— Activity —
Write out, as an exact transcription, the line that has "Target: carved bedpost finial" and each line after it through the end of the data below.

Collected data:
--------------------------------------------------
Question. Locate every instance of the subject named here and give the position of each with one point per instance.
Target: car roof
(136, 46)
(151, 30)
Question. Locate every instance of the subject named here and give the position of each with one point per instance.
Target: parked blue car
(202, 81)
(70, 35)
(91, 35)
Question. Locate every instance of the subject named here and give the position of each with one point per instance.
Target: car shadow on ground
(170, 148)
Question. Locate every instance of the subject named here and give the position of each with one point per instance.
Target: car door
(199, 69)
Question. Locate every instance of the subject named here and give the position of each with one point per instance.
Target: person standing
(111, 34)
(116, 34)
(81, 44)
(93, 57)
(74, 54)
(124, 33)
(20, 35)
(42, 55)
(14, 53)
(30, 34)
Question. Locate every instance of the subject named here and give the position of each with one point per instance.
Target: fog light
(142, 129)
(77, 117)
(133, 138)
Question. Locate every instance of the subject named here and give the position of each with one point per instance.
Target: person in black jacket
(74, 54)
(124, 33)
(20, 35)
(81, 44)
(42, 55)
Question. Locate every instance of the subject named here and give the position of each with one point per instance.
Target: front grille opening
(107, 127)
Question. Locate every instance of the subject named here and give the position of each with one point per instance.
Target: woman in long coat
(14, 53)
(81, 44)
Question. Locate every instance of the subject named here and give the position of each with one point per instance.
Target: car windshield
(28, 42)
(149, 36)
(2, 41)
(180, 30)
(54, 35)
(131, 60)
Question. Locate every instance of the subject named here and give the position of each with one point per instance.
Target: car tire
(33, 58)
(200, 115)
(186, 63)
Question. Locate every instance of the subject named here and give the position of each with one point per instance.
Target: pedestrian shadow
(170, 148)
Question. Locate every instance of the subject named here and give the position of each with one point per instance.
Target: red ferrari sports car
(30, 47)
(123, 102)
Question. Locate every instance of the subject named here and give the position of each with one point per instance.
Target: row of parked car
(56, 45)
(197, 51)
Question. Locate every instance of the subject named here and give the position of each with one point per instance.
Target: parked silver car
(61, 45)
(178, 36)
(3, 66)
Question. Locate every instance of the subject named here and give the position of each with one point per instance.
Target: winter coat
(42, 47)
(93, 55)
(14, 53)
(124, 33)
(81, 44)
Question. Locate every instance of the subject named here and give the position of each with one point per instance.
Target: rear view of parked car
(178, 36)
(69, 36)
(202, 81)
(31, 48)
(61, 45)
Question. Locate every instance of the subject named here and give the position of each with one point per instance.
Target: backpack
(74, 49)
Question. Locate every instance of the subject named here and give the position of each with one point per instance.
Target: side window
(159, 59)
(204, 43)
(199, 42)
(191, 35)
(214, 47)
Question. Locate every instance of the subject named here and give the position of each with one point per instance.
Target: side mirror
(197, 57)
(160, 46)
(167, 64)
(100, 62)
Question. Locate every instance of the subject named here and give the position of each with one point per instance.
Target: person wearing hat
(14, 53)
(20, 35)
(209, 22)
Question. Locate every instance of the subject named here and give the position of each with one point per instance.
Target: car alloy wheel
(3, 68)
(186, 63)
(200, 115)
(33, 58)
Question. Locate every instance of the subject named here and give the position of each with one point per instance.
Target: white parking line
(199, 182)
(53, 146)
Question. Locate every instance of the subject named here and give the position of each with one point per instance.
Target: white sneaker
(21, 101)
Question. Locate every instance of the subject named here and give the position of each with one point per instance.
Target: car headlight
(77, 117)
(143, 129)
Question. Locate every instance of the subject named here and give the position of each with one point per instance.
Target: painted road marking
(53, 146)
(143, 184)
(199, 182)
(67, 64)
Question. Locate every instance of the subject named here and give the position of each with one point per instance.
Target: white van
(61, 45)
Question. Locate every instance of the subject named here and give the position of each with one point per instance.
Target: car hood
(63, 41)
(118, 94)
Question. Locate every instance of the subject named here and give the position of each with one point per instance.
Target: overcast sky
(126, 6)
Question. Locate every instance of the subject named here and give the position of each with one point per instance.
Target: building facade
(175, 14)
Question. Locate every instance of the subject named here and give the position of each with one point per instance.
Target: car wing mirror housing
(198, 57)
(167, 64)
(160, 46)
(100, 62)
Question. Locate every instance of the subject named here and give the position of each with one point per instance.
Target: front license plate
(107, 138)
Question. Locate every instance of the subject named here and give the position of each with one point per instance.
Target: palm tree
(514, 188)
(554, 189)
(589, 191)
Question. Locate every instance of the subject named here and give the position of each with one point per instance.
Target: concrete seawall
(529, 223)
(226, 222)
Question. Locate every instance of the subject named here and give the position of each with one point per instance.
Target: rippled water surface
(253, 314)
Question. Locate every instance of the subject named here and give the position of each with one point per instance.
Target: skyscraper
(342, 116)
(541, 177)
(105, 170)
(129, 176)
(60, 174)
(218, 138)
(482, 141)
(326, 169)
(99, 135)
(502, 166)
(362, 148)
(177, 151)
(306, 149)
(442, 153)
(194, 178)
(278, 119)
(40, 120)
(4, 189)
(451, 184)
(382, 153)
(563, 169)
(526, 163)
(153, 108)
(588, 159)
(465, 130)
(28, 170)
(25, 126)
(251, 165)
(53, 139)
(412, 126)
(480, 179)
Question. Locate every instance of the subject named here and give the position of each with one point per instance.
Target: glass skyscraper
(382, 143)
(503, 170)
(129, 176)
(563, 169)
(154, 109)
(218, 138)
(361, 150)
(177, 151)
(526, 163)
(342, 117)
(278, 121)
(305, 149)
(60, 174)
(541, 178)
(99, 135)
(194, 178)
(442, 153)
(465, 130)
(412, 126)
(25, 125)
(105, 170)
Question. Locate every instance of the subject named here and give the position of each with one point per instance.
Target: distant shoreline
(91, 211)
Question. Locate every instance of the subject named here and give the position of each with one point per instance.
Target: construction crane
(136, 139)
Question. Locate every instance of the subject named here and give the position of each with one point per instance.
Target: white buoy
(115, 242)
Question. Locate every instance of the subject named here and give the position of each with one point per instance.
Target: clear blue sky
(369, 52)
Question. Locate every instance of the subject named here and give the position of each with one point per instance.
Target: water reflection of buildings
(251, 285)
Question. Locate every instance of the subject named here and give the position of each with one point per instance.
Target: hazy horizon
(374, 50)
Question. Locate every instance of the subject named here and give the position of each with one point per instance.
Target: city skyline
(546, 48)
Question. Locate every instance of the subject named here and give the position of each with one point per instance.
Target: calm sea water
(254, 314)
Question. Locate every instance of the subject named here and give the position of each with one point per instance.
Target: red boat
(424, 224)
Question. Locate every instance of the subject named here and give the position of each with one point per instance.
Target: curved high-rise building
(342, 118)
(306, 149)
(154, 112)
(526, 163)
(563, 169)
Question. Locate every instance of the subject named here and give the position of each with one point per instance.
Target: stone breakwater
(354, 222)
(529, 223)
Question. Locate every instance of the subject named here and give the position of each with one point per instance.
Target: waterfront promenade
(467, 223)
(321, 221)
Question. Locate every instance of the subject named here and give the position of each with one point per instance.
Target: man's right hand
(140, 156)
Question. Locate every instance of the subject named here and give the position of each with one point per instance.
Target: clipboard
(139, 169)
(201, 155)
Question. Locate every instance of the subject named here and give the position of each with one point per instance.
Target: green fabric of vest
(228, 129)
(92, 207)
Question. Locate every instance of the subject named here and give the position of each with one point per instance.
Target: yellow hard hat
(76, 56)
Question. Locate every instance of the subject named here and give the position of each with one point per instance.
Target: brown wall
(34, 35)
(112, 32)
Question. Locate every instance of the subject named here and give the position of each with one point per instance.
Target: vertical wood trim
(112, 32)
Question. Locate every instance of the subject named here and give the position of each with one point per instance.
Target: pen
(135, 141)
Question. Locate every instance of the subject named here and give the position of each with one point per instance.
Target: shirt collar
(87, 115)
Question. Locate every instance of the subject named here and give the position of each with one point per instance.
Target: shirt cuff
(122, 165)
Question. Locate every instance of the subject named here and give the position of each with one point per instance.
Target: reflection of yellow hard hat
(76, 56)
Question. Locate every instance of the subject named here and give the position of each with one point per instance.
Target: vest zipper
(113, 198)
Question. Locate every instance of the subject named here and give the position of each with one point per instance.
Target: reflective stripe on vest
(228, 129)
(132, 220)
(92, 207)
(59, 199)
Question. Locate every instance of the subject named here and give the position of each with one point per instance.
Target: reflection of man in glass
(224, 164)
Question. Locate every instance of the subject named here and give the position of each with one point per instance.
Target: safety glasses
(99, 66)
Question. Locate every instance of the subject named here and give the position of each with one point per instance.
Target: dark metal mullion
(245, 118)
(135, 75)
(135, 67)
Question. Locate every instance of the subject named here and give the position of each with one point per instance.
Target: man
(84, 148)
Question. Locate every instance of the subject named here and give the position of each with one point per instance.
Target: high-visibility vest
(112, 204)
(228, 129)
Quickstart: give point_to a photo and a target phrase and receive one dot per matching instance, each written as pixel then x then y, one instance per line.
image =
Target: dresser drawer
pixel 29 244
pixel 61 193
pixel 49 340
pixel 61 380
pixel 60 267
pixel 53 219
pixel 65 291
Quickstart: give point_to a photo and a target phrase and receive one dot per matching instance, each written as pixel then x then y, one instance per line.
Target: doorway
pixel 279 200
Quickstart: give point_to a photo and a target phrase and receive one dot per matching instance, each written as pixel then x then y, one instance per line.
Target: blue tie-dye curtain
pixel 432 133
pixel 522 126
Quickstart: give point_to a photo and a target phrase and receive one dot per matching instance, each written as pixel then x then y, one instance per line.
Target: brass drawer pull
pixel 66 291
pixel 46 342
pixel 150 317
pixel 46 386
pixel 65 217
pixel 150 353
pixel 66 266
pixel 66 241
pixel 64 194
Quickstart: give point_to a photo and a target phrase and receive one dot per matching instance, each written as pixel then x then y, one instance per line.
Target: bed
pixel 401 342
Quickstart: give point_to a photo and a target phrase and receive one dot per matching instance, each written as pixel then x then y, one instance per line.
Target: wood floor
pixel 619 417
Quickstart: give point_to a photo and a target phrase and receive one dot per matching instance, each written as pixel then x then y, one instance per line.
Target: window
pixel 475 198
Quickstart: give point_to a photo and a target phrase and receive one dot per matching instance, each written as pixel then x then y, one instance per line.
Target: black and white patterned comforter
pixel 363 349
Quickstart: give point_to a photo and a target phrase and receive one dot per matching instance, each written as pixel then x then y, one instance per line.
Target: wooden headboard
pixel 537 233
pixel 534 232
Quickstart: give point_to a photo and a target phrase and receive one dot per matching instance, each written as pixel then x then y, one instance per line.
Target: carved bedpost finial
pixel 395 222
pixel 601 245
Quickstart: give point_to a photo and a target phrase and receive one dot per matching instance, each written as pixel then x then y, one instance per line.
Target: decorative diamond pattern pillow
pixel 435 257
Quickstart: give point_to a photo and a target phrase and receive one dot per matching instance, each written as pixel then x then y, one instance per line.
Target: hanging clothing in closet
--------------------------------------------------
— Solution —
Target: carved bedpost finial
pixel 395 222
pixel 601 245
Quickstart: give point_to a photo and a target phrase and receive one dot per matching instance, each written as pixel then x then y, one instance per line.
Target: decorative diamond pattern pillow
pixel 435 257
Quickstart: give point_to a photo and a target phrase and receive one dot per matching instance, each written as pixel then x then y, one instance per line.
Target: hanging clothing in closet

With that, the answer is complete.